### What you will do
Extract the data exactly, missing nothing.

### Records for the task
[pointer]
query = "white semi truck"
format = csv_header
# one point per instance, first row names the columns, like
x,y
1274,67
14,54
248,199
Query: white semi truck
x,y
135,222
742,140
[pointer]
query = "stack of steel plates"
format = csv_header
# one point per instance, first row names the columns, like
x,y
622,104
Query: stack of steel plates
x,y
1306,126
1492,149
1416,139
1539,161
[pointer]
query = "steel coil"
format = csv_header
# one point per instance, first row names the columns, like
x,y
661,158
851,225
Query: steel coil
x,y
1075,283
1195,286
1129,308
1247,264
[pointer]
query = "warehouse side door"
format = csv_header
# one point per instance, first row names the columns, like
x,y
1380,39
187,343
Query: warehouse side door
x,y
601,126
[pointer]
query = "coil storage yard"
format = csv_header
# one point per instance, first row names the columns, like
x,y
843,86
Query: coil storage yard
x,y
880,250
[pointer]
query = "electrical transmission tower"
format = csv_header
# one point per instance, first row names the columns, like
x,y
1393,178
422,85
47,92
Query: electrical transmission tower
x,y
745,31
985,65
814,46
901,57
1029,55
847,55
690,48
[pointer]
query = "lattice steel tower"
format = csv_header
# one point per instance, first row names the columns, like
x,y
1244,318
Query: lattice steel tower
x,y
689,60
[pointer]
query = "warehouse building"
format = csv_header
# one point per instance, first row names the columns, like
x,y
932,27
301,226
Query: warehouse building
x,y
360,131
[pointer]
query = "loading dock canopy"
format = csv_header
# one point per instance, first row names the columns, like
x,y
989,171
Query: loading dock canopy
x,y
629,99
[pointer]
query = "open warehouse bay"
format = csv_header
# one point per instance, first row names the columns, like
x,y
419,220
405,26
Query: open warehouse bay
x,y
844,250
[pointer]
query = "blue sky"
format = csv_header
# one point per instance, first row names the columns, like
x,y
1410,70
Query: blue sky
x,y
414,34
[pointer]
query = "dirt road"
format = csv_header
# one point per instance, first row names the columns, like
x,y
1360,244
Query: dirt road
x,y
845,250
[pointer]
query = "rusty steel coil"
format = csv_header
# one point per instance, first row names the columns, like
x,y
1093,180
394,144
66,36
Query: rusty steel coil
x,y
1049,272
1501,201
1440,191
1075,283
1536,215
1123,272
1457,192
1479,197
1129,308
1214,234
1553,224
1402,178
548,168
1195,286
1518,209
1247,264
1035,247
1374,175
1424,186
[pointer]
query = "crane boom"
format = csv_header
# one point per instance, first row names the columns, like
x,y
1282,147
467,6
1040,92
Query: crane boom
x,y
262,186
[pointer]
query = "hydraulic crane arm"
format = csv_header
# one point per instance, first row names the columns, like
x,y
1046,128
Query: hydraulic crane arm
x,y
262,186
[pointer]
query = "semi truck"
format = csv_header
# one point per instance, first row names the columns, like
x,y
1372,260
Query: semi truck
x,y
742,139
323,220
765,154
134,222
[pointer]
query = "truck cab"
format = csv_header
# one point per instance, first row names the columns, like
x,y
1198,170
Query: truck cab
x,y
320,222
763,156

### Result of the task
[pointer]
query = "white semi truck"
format = csv_header
# one point per instance, first row names the columns, like
x,y
1274,67
14,54
248,199
Query: white semi truck
x,y
135,222
742,140
[pointer]
query = "stack of steel plates"
format = csv_header
# one point per instance, first row names the columns, like
x,y
622,104
Query: stack of steel plates
x,y
1306,126
1492,149
1416,139
1539,161
[pointer]
query = "steel coil"
format = csv_header
# one point per instance, first row names the columns, like
x,y
661,158
851,225
Query: steel coil
x,y
1075,283
1195,286
1129,308
1247,264
[pointer]
query = "warehouse side door"
format = csv_header
# one point per instance, first row names the columns, like
x,y
1380,39
187,343
Query: warehouse side door
x,y
601,126
[pointer]
query = "coil storage yard"
format = csv_header
# one point per instance, first row names the columns, like
x,y
843,86
Query: coil storage yard
x,y
880,250
[pointer]
query = "electrical transmission tower"
format = csv_header
# one point per instance, first row names the columns, like
x,y
1393,178
422,85
47,92
Query: electrical transmission tower
x,y
745,31
985,65
814,46
901,57
1029,55
847,55
690,48
[pointer]
query = "lattice steel tower"
format = csv_header
# one point per instance, first row names the columns, like
x,y
1244,318
Query: lattice steel tower
x,y
689,60
[pointer]
query = "warehouse building"
format = csv_header
# one point per instance, first row names the columns, like
x,y
932,27
301,226
Query: warehouse building
x,y
360,131
[pointer]
query = "loading dock canopy"
format = csv_header
# one point per instance, first row names the columns, like
x,y
989,171
Query: loading dock canopy
x,y
629,99
[pointer]
query = "open warehouse bay"
format = csv_header
# one point per instance, first row names the columns, like
x,y
419,220
405,26
Query: open warehouse bay
x,y
844,250
[pointer]
query = "blue sky"
format = csv_header
# one point per instance, first row names the columns, like
x,y
1410,70
Query: blue sky
x,y
414,34
[pointer]
query = "dirt road"
format = csv_header
# one point per instance, first row names the columns, like
x,y
1360,244
Query: dirt road
x,y
845,250
[pointer]
query = "rusty steel coil"
format = csv_header
# one point per instance, first row names the columns, like
x,y
1093,180
394,144
66,36
Query: rusty steel coil
x,y
1049,272
1501,201
1440,191
1075,283
1536,215
1123,272
1457,192
1479,197
1129,308
1214,234
1553,224
1402,178
548,168
1195,286
1518,209
1247,264
1035,247
1374,175
1424,186
[pointer]
query = "crane boom"
format = csv_header
# one point per instance, first row names the columns, like
x,y
1282,147
467,6
1040,92
Query: crane boom
x,y
262,186
[pointer]
query = "hydraulic crane arm"
format = csv_header
# one point per instance, first row names the columns, like
x,y
1046,128
Query: hydraulic crane arm
x,y
262,186
[pointer]
query = "semi truck"
format = csv_header
# one point per instance, first row names the columns, like
x,y
1372,260
Query: semi truck
x,y
742,139
323,220
765,154
134,222
[pointer]
query = "truck cab"
format = csv_header
# one point per instance, first row names the columns, like
x,y
1198,170
Query: truck cab
x,y
320,222
763,156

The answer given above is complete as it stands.